**Excerpt**
No one is going to trust it until it's performed, and all the hot money is, out except the over anxious looking for quick buck to recover their losses.
Step foward.... Collateral Mark II
If you look at this pragmatically:
Chrysaor - PE backed with billions invested and unable to IPO (Why bother with PMO if you could), its a route to an exit for the PE money via an LSE listing
PMO - Barely surviving under relentless debt burden, management incentives almost worthless, this is their exit from a difficult place...
This is not a deal based on commercial logic and synergies, its a way for two teams to achieve an exit... it will require the Investment community to invest to allow the Chrysaor shareholders to exit, PMO shareholders are quite simply collateral damage in this process.
By your logic the mc is undervalued
You would really have to throw in earnings in there to get the full picture. Pretty simplistic view of things.

**Dataset entries**
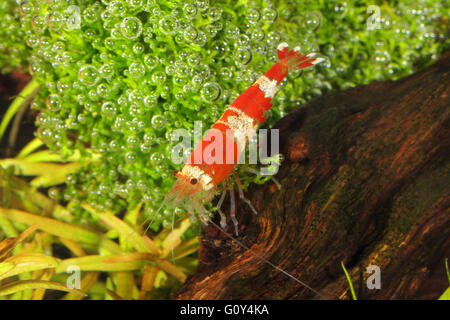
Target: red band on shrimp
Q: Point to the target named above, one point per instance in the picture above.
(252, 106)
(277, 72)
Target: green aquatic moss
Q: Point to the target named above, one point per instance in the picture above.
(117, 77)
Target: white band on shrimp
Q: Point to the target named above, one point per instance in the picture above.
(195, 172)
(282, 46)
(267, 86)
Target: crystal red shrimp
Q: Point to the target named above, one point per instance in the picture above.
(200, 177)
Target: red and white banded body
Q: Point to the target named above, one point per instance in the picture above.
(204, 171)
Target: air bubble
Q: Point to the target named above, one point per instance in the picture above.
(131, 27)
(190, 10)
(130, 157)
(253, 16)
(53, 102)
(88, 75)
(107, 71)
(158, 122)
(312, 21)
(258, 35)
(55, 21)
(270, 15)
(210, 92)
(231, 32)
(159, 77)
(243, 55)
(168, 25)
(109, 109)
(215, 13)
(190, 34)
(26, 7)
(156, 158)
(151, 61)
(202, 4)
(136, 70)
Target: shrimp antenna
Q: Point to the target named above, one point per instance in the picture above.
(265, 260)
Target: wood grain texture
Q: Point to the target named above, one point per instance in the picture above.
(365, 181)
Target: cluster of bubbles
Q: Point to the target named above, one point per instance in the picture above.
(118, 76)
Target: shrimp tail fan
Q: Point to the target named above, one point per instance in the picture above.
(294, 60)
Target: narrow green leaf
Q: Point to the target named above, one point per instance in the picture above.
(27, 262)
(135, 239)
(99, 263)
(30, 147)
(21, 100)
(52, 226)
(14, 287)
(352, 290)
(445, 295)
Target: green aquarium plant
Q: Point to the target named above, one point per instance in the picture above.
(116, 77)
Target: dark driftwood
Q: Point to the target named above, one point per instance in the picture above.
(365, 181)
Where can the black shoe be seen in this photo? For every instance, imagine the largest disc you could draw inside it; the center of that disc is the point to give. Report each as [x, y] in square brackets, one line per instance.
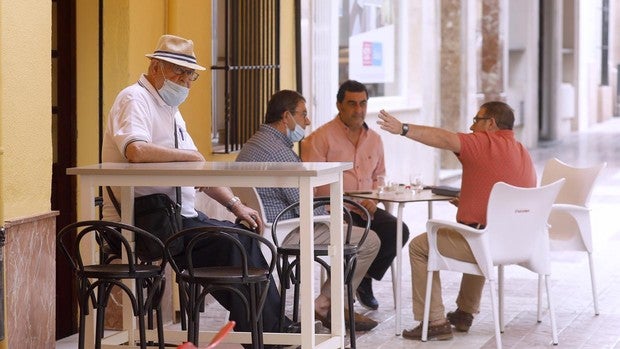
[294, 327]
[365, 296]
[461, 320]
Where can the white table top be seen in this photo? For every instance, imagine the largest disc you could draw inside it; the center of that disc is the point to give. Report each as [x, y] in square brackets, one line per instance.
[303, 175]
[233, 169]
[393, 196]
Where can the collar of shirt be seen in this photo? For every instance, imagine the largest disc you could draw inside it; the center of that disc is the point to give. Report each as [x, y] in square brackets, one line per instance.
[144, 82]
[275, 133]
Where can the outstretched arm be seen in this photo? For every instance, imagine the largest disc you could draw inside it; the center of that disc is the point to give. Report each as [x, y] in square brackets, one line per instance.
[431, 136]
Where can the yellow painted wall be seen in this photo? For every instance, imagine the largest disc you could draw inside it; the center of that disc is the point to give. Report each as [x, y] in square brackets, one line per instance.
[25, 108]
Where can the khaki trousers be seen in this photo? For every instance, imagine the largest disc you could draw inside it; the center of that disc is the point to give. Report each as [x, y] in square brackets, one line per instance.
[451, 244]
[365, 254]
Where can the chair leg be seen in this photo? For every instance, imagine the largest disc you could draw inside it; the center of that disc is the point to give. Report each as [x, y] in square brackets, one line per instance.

**Instructions**
a: In the post on the Chrysaor and PMO deal, what does the writer call PMO shareholders?
b: Print the stretch of the post on the Chrysaor and PMO deal from "No one is going" through "a difficult place...".
c: Write what comes next in the post on the Chrysaor and PMO deal, starting after its last sentence.

**Outputs by task**
a: Collateral damage in the process.

b:
No one is going to trust it until it's performed, and all the hot money is, out except the over anxious looking for quick buck to recover their losses.
Step foward.... Collateral Mark II
If you look at this pragmatically:
Chrysaor - PE backed with billions invested and unable to IPO (Why bother with PMO if you could), its a route to an exit for the PE money via an LSE listing
PMO - Barely surviving under relentless debt burden, management incentives almost worthless, this is their exit from a difficult place...

c:
...which is more than BP.
Note I prefer measure of net debt / market cap because this is a more accurate and market-based measure than looking at book values etc. which are subject to accounting chicanery and judgements.
So:
Chrysaor/PMO net debt: $3.2bn
Implied MC: $2.5bn ($106/5.45%)
Gearing (Net debt/MC): 128%
BP net debt: $40.9bn
MC: $50.6bn
Gearing: 81%
BP also pays an 8% dividend yield.
Analysts think BP debt too high, where does that leave Chrysaor? What is the relative investment case here?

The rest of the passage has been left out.